RECORD LIST:

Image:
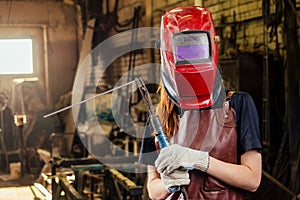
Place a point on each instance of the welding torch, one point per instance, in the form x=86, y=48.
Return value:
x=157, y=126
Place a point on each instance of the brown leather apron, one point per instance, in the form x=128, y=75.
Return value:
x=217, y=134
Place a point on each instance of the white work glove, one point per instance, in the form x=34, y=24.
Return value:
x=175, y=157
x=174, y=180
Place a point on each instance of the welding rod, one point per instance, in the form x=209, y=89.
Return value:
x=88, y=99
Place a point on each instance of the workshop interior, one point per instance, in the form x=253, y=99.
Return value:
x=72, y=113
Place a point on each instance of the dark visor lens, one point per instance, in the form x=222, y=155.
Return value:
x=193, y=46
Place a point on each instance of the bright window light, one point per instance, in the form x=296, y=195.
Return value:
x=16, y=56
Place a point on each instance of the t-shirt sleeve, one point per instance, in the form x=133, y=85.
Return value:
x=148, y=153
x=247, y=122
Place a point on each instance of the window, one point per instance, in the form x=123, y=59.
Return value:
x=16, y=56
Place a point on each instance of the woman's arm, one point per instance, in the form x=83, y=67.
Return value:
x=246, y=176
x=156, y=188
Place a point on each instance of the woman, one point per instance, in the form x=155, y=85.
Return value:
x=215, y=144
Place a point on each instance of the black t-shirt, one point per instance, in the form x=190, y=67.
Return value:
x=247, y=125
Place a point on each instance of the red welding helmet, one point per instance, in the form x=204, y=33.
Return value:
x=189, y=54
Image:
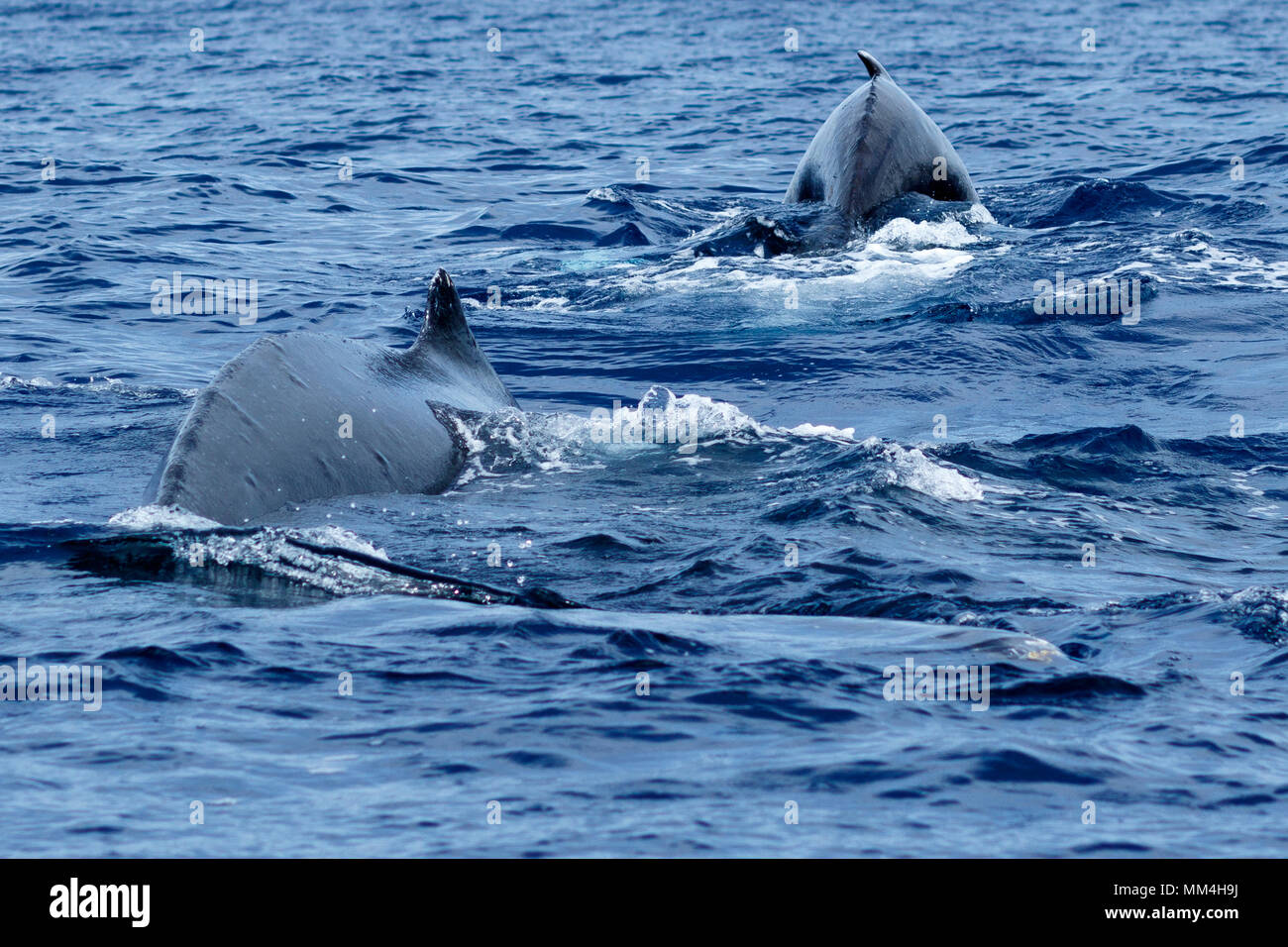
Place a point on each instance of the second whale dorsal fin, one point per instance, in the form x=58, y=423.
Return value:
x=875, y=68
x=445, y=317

* * *

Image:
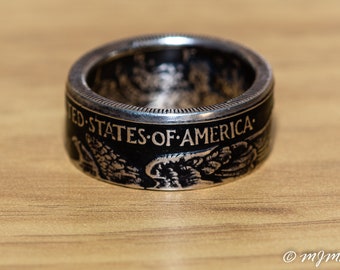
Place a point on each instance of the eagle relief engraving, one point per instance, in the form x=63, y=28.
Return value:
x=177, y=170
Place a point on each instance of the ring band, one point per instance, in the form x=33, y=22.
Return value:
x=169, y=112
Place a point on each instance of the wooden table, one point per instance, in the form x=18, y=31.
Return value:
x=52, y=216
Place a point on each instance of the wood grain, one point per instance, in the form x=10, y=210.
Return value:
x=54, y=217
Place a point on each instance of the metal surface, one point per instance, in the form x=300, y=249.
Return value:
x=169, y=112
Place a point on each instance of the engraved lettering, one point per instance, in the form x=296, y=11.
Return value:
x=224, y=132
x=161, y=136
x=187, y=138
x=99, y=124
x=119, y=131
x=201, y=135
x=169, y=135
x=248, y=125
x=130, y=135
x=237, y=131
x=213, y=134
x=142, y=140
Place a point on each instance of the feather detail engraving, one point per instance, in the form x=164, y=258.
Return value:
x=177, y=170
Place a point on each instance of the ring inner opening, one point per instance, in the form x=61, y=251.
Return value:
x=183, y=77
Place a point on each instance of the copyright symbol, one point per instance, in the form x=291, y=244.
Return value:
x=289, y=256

SET EXERCISE:
Rescale the data from the line containing "Place a point on each instance of the t-shirt" down to the line containing "x=445, y=317", both ends included. Reproduce those lines with the requests unchanged but each answer's x and y point coordinates multiplied by 2.15 and rounded to whole numbers, halves up, and omit the pictures.

FULL SOLUTION:
Place a point on each instance of the t-shirt sleeve, one point per instance, in the form x=133, y=85.
Return value:
x=318, y=329
x=531, y=262
Place a point on each instance of the window, one point per instance, in the form x=123, y=59.
Return value:
x=34, y=120
Place a point on each instance of the woman's arm, one point per instance, in the form x=83, y=67.
Return value:
x=529, y=378
x=335, y=404
Place a point on each instance of the woman, one point per instance, in the form x=155, y=85.
Return value:
x=462, y=310
Place a point on each instance of the black t-shirt, one point per instance, in the form x=190, y=67.
Return value:
x=531, y=269
Place a point on each instance of the red welding helmet, one point per instance, in the form x=204, y=33.
Return value:
x=406, y=116
Image:
Place a point on each instance of the second whale dorsal fin, one point per instance, in the form x=58, y=423.
Return value:
x=1881, y=146
x=957, y=682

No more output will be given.